### YOUR TASKS
• 1. In the text on restricted urban planting spaces, what device does the weather-based methodology use to measure evaporation?
• 2. Rewrite everything from "Some examples of" down to "a few years." in the text on restricted urban planting spaces, substituting "elms" for "oaks".
[TEXT BLOCK — start]
Some examples of trees that have problems in restricted urban planting places are the following: redbud (Cercis canadensis), Juneberry (Amelanchier), fribgetree(Chionanthus virginicus), American and European hornbeams (Carpinuś), Russian olive (Elaeagnus angustifolia), red maple, and most species of Prunus. Some others, including birches (Betula), alders (Alnus), mountain ashes (Sorbus), and oaks may succumb in just a few years.
Restricted urban planting spaces range from sidewalk planting pits to patches of lawn. Limitations are usually posed by sidewalks, curbs, access drives, walls, utilities, light poles, fire plugs, and other man-made structures. Trees too often are placed in spaces that are perfunctory accommodations or are provided after building and parking-lot construction is completed. Lindsey and Bassuk (5) have made calculations of the soil volume required for meeting water needs of individual trees in restricted spaces. They developed a weather-based methodology that utilizes a U.S. Weather Bureau Class A pan for measuring evaporation. Soil volume recommendations are based upon area of crown projection to the ground. Proposals for groups of trees in large spaces or planting boxes where a few trees share rooting space, have been described by Kuhns et al. (4) and Meyer (6). Both of these papers emphasize the desirability of early planning of space for urban trees, rather than adding trees in whatever spaces can be developed following completion of construction projects.
[TEXT BLOCK — finish]
[RECORD EXCERPTS — start]
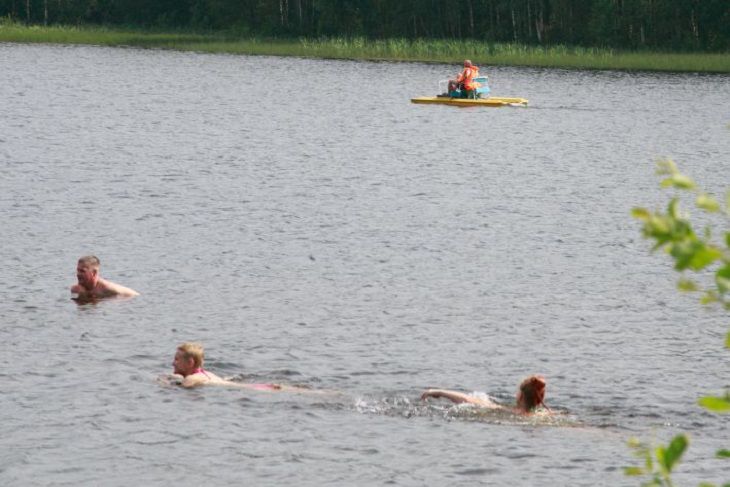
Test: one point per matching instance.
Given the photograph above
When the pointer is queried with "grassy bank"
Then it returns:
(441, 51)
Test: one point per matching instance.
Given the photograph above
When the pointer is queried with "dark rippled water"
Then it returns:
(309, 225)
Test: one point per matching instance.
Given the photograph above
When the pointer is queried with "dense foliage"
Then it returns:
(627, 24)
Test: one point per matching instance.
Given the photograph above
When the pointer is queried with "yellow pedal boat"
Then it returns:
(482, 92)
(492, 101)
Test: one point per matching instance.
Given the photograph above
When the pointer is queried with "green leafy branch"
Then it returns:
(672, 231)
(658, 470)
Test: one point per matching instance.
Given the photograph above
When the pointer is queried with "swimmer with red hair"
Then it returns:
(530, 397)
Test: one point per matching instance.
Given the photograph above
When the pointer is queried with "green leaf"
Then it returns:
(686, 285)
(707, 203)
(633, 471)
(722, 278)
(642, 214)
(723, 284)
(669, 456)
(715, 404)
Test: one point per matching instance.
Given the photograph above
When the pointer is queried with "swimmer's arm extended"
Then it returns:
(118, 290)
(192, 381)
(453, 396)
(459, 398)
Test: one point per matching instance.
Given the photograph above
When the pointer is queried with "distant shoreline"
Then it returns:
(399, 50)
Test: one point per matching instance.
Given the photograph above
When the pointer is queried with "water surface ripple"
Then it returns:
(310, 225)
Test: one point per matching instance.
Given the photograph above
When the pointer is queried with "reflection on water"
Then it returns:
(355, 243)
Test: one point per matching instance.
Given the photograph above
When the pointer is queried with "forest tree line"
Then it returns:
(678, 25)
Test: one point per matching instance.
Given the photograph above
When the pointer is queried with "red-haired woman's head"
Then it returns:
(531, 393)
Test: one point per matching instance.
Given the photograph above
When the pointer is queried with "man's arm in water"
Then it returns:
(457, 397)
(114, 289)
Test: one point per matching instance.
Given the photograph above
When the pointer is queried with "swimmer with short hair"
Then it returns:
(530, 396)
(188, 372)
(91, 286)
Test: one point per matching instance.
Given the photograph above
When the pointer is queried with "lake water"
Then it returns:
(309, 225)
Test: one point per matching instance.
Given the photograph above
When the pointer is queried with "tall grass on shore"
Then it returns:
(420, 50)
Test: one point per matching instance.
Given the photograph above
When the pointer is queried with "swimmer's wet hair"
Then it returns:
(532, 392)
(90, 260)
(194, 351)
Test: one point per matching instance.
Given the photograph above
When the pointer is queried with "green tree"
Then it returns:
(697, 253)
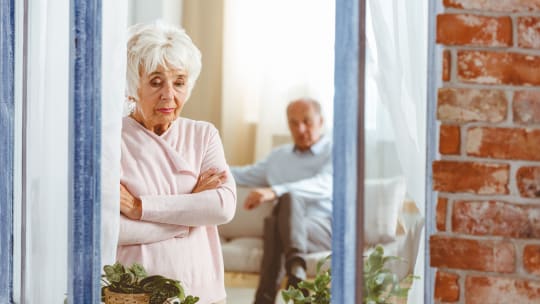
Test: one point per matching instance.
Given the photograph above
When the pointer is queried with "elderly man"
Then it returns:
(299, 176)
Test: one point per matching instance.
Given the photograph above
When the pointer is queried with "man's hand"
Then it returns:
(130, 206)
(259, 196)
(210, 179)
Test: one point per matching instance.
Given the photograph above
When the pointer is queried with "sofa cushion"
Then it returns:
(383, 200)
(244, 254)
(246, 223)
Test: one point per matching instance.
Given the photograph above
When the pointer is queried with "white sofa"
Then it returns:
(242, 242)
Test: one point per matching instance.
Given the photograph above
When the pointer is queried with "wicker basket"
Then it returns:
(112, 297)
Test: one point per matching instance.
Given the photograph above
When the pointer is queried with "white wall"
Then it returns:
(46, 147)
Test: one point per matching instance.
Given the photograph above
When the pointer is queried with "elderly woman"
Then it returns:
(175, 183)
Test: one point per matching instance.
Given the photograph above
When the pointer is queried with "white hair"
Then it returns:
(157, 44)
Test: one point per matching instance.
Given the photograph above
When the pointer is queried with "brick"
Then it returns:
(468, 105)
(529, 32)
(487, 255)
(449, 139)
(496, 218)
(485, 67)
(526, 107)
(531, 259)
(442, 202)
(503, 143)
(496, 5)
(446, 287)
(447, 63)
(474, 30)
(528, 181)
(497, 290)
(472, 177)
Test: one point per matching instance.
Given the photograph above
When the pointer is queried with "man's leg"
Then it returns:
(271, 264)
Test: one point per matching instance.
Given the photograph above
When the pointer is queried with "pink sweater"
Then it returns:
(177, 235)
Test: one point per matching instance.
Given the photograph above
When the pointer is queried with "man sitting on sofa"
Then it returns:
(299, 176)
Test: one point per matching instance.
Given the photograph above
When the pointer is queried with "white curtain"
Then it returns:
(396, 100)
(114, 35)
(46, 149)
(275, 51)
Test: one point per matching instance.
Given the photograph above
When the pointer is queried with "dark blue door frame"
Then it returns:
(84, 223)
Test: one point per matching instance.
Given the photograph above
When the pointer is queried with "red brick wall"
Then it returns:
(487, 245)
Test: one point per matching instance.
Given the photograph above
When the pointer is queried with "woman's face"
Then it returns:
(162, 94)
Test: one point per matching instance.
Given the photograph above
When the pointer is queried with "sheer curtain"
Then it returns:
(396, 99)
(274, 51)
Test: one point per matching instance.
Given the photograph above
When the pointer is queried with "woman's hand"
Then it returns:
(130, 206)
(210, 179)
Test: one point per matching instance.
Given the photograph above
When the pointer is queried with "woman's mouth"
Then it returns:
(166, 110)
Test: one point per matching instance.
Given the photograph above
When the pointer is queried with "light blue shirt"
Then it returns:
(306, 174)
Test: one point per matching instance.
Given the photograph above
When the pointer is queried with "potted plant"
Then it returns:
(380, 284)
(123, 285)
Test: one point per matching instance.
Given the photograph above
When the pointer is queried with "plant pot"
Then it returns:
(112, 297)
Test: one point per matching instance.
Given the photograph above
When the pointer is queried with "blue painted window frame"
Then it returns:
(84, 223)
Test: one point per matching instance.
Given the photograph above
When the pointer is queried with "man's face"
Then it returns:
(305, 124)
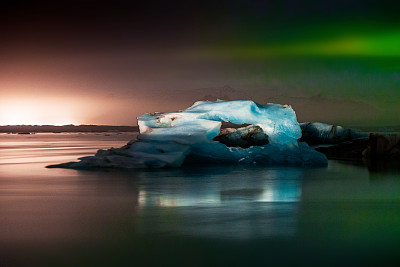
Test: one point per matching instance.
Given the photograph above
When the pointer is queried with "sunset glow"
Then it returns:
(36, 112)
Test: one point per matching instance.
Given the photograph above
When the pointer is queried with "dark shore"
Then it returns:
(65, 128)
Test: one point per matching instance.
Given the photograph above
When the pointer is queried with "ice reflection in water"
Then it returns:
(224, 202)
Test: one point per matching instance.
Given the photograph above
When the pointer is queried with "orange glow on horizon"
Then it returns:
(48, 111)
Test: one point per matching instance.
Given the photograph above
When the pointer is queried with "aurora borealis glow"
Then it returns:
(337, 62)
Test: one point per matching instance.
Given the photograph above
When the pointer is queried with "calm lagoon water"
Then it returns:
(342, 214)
[RECORD EXCERPTS — finish]
### SOLVED TASKS
• 1. A U.S. Weather Bureau Class A pan.

• 2.
Some examples of trees that have problems in restricted urban planting places are the following: redbud (Cercis canadensis), Juneberry (Amelanchier), fribgetree(Chionanthus virginicus), American and European hornbeams (Carpinuś), Russian olive (Elaeagnus angustifolia), red maple, and most species of Prunus. Some others, including birches (Betula), alders (Alnus), mountain ashes (Sorbus), and elms may succumb in just a few years.